Could you reproduce all of the entries below without a single change?
================
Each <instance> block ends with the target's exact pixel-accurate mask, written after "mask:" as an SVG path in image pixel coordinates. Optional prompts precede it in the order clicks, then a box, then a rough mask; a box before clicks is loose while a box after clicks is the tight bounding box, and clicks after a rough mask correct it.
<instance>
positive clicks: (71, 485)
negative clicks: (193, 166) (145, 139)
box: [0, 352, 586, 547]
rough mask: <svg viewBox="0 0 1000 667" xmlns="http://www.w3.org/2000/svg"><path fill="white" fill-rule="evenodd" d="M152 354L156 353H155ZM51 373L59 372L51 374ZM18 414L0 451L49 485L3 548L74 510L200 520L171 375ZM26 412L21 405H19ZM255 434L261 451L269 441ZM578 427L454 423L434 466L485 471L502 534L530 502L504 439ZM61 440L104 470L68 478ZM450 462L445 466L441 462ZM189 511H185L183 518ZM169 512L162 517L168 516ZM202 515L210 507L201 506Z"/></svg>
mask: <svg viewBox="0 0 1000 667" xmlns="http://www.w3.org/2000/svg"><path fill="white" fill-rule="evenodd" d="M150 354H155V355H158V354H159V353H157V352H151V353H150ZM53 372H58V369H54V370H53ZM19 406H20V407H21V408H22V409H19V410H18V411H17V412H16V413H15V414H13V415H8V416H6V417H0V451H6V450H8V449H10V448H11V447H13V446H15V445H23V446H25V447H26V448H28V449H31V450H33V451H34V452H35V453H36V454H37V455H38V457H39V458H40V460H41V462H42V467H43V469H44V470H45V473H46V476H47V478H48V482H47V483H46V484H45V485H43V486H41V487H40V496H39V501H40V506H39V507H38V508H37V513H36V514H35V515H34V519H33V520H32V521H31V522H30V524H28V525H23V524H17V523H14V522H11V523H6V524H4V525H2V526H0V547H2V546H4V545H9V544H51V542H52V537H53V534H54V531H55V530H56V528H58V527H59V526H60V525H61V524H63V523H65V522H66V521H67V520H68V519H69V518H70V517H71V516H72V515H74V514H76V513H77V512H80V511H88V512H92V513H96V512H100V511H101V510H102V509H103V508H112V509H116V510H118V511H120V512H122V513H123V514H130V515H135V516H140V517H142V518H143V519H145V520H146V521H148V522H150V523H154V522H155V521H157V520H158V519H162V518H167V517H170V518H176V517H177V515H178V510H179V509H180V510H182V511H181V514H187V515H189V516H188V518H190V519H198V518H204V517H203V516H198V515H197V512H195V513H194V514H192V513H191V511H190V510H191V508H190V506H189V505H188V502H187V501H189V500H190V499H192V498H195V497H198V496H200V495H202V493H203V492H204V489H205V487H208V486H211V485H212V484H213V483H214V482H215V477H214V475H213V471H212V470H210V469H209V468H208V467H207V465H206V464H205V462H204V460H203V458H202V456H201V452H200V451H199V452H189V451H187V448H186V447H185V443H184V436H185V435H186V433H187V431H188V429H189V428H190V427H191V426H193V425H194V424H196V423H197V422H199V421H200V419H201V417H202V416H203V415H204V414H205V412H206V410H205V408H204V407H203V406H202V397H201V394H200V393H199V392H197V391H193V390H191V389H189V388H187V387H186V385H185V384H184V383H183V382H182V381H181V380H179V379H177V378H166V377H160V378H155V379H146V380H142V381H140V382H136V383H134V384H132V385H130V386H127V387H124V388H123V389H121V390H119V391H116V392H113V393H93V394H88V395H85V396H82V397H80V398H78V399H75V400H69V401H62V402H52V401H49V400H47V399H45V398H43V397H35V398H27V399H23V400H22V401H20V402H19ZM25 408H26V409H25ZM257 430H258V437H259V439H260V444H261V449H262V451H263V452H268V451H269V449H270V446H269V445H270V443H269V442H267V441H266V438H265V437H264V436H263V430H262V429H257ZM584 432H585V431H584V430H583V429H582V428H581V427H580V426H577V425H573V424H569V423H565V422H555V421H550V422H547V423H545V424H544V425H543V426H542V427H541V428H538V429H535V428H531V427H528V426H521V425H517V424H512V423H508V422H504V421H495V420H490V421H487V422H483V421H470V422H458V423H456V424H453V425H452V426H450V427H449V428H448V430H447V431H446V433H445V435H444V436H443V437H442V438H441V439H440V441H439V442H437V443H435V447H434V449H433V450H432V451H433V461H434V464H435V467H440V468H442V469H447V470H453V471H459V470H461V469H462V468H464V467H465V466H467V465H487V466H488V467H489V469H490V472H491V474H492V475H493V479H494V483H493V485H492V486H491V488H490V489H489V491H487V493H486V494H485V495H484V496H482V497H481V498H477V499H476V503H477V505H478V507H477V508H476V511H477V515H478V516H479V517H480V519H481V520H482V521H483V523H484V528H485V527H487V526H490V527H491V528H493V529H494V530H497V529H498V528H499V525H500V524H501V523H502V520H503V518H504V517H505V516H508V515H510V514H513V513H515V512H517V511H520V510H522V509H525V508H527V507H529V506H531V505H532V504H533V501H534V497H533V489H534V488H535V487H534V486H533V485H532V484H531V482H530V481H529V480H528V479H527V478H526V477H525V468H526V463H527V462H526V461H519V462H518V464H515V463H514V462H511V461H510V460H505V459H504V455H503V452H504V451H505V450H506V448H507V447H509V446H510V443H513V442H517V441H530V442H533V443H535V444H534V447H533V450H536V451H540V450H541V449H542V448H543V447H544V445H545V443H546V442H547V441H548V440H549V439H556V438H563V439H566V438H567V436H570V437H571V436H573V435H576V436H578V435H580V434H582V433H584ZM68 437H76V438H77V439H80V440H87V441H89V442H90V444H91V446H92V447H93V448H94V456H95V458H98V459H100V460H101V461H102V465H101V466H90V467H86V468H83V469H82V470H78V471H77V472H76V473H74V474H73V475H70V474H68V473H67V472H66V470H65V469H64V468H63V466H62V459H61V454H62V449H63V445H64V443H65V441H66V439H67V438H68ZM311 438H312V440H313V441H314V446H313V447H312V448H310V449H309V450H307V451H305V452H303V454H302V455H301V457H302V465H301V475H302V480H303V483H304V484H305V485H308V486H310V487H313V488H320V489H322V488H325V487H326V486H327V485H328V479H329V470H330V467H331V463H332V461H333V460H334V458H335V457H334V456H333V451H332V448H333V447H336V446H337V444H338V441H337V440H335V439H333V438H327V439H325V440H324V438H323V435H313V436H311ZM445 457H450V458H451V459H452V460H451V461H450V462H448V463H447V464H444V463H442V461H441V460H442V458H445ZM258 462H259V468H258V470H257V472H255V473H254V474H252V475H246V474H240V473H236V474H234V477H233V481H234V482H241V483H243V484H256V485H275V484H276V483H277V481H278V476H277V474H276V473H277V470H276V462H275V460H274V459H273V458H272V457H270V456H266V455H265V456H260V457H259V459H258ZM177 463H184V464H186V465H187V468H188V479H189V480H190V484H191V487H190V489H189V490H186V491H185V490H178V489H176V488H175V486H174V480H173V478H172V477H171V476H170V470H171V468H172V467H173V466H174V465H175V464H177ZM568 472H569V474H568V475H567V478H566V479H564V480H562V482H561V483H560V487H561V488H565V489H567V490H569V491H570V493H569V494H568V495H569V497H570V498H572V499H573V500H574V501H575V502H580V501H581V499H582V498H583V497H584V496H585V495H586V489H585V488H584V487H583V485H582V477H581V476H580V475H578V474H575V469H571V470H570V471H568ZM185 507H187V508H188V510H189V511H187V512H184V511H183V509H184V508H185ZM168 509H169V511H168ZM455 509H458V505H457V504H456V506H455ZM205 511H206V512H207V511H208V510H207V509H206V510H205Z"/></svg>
================
• **Answer section**
Each <instance> block ends with the target's exact pixel-accurate mask, written after "mask:" as an SVG path in image pixel coordinates. Optional prompts precede it in the order clicks, then a box, then a rough mask; a box before clicks is loose while a box after clicks is the tight bounding box, and clicks after a rough mask correct it.
<instance>
positive clicks: (71, 485)
negative clicks: (193, 166) (145, 139)
box: [0, 352, 586, 547]
rough mask: <svg viewBox="0 0 1000 667" xmlns="http://www.w3.org/2000/svg"><path fill="white" fill-rule="evenodd" d="M152 354L156 353H155ZM51 373L59 372L51 374ZM18 414L0 451L49 485L3 548L74 510L200 520L171 375ZM26 412L21 405H19ZM255 434L261 451L269 441ZM578 427L454 423L434 466L485 471L502 534L530 502L504 439ZM61 440L104 470L68 478ZM450 462L445 466L441 462ZM189 511H185L183 518ZM169 512L162 517L168 516ZM202 515L210 507L201 506Z"/></svg>
mask: <svg viewBox="0 0 1000 667" xmlns="http://www.w3.org/2000/svg"><path fill="white" fill-rule="evenodd" d="M150 354H155V355H158V354H159V353H157V352H151V353H150ZM53 372H58V369H54V370H53ZM19 406H20V407H21V408H22V409H19V410H18V411H17V412H16V413H15V414H13V415H8V416H6V417H0V451H6V450H8V449H10V448H11V447H13V446H15V445H23V446H25V447H26V448H28V449H31V450H33V451H34V452H35V453H36V454H37V455H38V457H39V458H40V460H41V462H42V467H43V469H44V470H45V473H46V476H47V478H48V482H47V483H46V484H45V485H43V486H41V487H40V496H39V501H40V506H39V507H38V508H37V513H36V514H35V515H34V519H33V520H32V521H31V522H30V524H28V525H23V524H17V523H14V522H11V523H6V524H4V525H2V526H0V547H2V546H4V545H9V544H51V542H52V537H53V534H54V531H55V530H56V528H58V527H59V526H60V525H61V524H63V523H65V522H66V521H67V520H68V519H69V518H70V517H71V516H72V515H74V514H76V513H77V512H80V511H88V512H92V513H96V512H100V511H101V510H102V509H103V508H112V509H116V510H118V511H120V512H122V513H123V514H130V515H135V516H140V517H142V518H143V519H145V520H146V521H148V522H150V523H154V522H155V521H157V520H158V519H162V518H167V517H170V518H176V517H177V515H178V510H179V509H180V510H182V511H181V514H187V515H189V516H188V518H190V519H198V518H204V517H203V516H198V515H197V512H195V513H194V514H192V513H191V511H190V510H191V508H190V506H189V505H188V502H187V501H189V500H190V499H192V498H195V497H198V496H200V495H202V493H203V492H204V489H205V487H208V486H211V485H212V484H213V483H214V482H215V477H214V475H213V471H212V470H210V469H209V468H208V467H207V465H206V464H205V462H204V460H203V458H202V456H201V452H200V451H199V452H189V451H187V448H186V447H185V443H184V436H185V435H186V433H187V431H188V429H189V428H190V427H191V426H193V425H194V424H196V423H197V422H199V421H200V419H201V417H202V416H203V415H204V414H205V412H206V410H205V408H204V407H203V406H202V397H201V394H200V393H199V392H197V391H193V390H191V389H189V388H187V387H186V385H185V384H184V383H183V382H182V381H181V380H179V379H177V378H166V377H160V378H155V379H146V380H142V381H140V382H136V383H134V384H132V385H130V386H127V387H124V388H123V389H121V390H119V391H116V392H113V393H93V394H88V395H85V396H82V397H80V398H78V399H75V400H69V401H62V402H52V401H49V400H47V399H45V398H43V397H35V398H27V399H23V400H22V401H20V402H19ZM25 408H26V409H25ZM257 430H258V437H259V439H260V444H261V449H262V451H263V452H268V451H269V449H270V446H269V445H270V443H269V442H267V441H266V438H265V437H264V436H263V430H262V429H257ZM584 432H585V431H584V430H583V429H582V428H581V427H580V426H577V425H573V424H569V423H565V422H555V421H550V422H547V423H545V424H544V425H543V426H542V427H541V428H538V429H535V428H531V427H528V426H521V425H517V424H512V423H508V422H504V421H495V420H490V421H487V422H483V421H470V422H458V423H456V424H453V425H452V426H450V427H449V428H448V430H447V431H446V433H445V435H444V436H443V437H442V438H441V439H440V441H439V442H437V443H435V447H434V449H433V450H432V451H433V461H434V464H435V467H440V468H442V469H447V470H453V471H459V470H461V469H462V468H464V467H465V466H467V465H487V466H488V467H489V469H490V472H491V474H492V475H493V479H494V483H493V485H492V486H491V488H490V489H489V491H487V493H486V494H485V495H484V496H482V497H481V498H477V499H476V503H477V505H478V507H477V508H476V511H477V515H478V516H479V517H480V519H481V520H482V521H483V523H484V528H485V527H487V526H490V527H491V528H493V529H494V530H497V529H498V528H499V525H500V524H501V523H502V520H503V518H504V517H505V516H508V515H510V514H513V513H515V512H517V511H520V510H522V509H525V508H527V507H529V506H531V505H532V504H533V501H534V497H533V489H534V488H535V487H534V486H533V485H532V484H531V482H530V481H529V480H528V479H527V478H526V477H525V468H526V463H527V462H526V461H519V462H518V464H515V463H514V462H511V461H510V460H505V459H504V455H503V452H504V451H505V450H506V448H507V447H509V446H510V443H513V442H517V441H530V442H533V443H535V444H534V447H533V450H536V451H540V450H541V449H542V448H543V447H544V445H545V443H546V442H547V441H548V440H549V439H556V438H563V439H566V438H567V436H570V437H571V436H573V435H576V436H578V435H580V434H582V433H584ZM68 437H76V438H77V439H80V440H87V441H89V442H90V444H91V446H92V447H93V448H94V456H95V458H98V459H100V460H101V461H102V465H101V466H90V467H86V468H83V469H82V470H78V471H77V472H76V473H74V474H73V475H70V474H68V473H67V472H66V470H65V469H64V468H63V466H62V459H61V454H62V449H63V445H64V443H65V441H66V439H67V438H68ZM311 438H312V440H313V441H314V446H313V447H312V448H310V449H309V450H307V451H305V452H303V454H302V455H301V457H302V465H301V475H302V480H303V483H304V484H305V485H308V486H310V487H313V488H320V489H322V488H325V487H326V486H327V485H328V479H329V470H330V467H331V463H332V461H333V460H334V458H335V457H334V456H333V451H332V448H333V447H336V446H337V444H338V441H337V440H335V439H333V438H327V439H325V440H324V438H323V435H313V436H311ZM445 457H450V458H451V459H452V460H451V461H450V462H448V463H447V464H444V463H442V461H441V460H442V458H445ZM258 462H259V468H258V470H257V472H255V473H254V474H252V475H246V474H240V473H236V474H234V477H233V481H234V482H241V483H243V484H256V485H275V484H276V483H277V481H278V476H277V474H276V473H277V470H276V462H275V460H274V459H273V458H272V457H270V456H266V455H265V456H260V457H259V459H258ZM177 463H184V464H186V465H187V468H188V479H189V480H190V484H191V487H190V489H189V490H186V491H185V490H178V489H176V488H175V486H174V480H173V478H172V477H171V476H170V470H171V468H172V467H173V466H174V465H175V464H177ZM568 472H569V474H568V475H567V478H566V479H564V480H562V482H561V483H560V487H561V488H565V489H567V490H569V491H570V493H569V494H568V495H569V497H570V498H572V499H573V500H574V501H575V502H580V501H581V499H582V498H583V497H584V496H585V495H586V489H585V488H584V487H583V485H582V477H581V476H580V475H578V474H575V469H571V470H570V471H568ZM185 507H187V508H188V510H189V511H187V512H184V511H183V509H184V508H185ZM168 509H169V511H168ZM455 509H458V505H457V504H456V506H455ZM205 511H206V512H207V511H208V510H207V509H206V510H205Z"/></svg>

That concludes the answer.